Materials provided »
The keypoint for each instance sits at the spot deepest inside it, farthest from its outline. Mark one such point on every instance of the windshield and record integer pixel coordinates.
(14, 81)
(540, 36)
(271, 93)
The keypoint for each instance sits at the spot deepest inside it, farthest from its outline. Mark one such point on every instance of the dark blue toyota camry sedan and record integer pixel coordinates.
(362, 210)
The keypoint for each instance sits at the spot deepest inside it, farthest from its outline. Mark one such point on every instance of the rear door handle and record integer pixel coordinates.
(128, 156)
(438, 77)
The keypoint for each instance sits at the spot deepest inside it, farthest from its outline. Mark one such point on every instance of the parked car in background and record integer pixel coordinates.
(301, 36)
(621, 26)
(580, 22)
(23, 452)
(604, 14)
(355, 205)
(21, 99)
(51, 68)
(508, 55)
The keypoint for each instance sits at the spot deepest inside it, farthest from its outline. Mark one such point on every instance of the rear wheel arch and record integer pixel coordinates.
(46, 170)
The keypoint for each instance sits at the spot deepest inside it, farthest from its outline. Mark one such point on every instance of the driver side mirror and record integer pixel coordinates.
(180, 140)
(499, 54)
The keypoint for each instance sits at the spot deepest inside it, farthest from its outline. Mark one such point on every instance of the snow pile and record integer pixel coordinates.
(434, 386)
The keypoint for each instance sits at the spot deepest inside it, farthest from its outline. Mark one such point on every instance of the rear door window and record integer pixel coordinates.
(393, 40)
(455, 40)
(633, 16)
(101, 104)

Brief »
Can you quote word for word the lines from the one containing "window and record integer pixel coordinates." through the end of the records, including both ends?

Problem solution »
The keypoint for each instance sits at the spot deepest inside it, farthest from its outline. Mark one such point on every instance of the rear door window and record integer pixel coordinates.
(393, 40)
(455, 40)
(633, 16)
(101, 104)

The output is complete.